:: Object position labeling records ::
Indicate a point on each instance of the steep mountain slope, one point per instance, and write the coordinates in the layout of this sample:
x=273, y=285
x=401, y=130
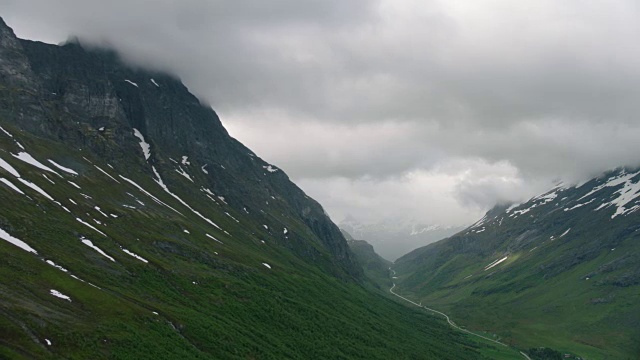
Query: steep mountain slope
x=393, y=238
x=374, y=266
x=561, y=270
x=134, y=227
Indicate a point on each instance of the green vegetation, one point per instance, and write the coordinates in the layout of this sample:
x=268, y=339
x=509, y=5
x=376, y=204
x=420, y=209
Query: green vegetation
x=212, y=300
x=577, y=293
x=376, y=269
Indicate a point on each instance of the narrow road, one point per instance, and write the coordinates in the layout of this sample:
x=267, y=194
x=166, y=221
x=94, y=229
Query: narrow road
x=448, y=319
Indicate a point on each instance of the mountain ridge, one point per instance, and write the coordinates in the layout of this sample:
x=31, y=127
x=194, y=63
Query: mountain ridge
x=134, y=227
x=566, y=262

:: Aim ::
Copy, word for word, the part of the records above that starts with the line containing "Indicate a point on each instance of the mountain" and runs to the end of the records.

:: Exercise output ::
Indicate a point on each instance of the mountain ridge, one point per instance, and write the coordinates in the layout of this sample:
x=31, y=127
x=194, y=63
Query: mountain ridge
x=134, y=227
x=566, y=262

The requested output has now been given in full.